Records from a collection
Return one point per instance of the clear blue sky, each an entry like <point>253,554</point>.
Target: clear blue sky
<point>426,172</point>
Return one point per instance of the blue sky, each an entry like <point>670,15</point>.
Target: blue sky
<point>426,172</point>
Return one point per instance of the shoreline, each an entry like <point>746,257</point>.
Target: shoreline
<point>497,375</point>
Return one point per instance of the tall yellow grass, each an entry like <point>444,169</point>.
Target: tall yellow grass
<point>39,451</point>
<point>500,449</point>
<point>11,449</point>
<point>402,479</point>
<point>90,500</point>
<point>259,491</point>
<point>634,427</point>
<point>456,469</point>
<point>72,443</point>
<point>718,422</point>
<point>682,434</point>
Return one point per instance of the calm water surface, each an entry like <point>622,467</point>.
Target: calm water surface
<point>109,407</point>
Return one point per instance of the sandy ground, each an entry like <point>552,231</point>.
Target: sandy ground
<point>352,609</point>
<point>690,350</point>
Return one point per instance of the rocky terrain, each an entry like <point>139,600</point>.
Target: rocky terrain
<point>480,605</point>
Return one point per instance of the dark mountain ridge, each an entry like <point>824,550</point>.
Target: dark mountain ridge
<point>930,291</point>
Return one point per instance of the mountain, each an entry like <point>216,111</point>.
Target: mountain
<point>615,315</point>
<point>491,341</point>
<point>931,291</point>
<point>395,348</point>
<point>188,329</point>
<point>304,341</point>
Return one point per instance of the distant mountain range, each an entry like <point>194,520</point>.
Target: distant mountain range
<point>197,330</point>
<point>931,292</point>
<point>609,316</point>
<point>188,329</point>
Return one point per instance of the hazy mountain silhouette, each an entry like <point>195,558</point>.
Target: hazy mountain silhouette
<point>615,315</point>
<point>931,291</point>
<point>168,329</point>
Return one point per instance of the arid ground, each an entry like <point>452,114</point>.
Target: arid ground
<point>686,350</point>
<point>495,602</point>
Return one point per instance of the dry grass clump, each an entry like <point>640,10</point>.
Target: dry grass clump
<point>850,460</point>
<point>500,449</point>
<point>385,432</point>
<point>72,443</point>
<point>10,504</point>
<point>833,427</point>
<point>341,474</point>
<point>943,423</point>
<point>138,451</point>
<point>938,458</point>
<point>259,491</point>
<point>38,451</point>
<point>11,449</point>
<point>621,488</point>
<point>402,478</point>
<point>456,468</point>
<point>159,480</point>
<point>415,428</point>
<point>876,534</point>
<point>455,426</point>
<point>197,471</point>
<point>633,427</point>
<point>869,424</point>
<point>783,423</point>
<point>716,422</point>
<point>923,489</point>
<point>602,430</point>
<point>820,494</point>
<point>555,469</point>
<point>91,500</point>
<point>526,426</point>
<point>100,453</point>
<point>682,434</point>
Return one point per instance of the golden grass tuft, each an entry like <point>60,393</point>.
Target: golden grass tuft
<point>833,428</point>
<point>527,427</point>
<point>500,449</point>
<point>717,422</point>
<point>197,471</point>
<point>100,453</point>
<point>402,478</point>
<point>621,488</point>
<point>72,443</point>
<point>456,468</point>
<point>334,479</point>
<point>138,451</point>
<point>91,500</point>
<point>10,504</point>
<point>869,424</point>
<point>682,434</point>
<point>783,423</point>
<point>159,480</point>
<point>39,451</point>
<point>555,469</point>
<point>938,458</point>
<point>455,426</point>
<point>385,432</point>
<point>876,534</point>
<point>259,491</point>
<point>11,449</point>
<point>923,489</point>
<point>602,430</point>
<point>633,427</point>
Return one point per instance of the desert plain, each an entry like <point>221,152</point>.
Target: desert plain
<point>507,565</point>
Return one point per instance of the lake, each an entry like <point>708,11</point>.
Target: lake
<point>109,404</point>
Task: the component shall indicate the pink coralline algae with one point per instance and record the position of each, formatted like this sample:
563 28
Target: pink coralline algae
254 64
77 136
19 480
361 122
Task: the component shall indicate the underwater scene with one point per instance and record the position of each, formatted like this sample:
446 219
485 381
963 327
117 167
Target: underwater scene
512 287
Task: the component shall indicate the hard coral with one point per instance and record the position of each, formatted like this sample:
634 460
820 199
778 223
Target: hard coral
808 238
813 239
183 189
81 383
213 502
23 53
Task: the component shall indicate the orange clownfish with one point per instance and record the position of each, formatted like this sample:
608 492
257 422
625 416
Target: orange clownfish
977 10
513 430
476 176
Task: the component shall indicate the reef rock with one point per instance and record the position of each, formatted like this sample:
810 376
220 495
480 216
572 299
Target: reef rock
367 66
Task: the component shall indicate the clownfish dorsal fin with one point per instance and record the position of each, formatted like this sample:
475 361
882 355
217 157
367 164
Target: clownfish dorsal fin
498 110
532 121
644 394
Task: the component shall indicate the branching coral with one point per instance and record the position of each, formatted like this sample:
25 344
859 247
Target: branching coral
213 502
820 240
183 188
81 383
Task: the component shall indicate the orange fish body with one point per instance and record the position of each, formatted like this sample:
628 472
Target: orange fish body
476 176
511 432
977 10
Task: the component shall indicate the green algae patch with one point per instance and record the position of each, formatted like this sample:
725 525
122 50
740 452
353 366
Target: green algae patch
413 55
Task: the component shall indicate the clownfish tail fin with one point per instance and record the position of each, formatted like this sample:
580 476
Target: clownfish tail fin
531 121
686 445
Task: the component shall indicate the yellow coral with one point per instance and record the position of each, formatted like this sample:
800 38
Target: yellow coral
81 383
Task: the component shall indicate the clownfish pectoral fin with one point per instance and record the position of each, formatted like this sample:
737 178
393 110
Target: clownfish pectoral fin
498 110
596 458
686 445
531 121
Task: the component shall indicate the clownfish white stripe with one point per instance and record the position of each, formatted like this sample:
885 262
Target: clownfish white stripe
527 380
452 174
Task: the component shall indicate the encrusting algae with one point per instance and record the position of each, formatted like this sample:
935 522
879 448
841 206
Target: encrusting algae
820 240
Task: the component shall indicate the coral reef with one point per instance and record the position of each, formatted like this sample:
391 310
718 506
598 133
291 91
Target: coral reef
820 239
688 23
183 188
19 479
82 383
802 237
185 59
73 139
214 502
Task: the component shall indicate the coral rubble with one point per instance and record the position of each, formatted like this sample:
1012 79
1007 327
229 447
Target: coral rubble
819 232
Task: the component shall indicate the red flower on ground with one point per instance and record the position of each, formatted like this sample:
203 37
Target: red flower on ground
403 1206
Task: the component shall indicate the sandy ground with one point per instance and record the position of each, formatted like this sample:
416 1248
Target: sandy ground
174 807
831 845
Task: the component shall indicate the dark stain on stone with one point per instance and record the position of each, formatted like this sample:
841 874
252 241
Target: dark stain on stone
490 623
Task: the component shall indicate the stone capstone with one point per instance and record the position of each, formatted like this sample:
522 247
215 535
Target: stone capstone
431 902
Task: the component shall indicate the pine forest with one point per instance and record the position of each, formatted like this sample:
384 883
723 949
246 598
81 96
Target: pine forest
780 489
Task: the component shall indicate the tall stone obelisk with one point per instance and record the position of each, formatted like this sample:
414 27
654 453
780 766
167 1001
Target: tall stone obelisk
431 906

Aim of the exercise →
The expected output is the exact run of lines from the start of the entries through the line with "Return one point per instance of the blue", inclusive.

Written answer →
Return one point per instance of the clear blue sky, each an entry like <point>253,554</point>.
Target: clear blue sky
<point>426,172</point>
Return one point per instance of the blue sky, each an entry like <point>670,15</point>.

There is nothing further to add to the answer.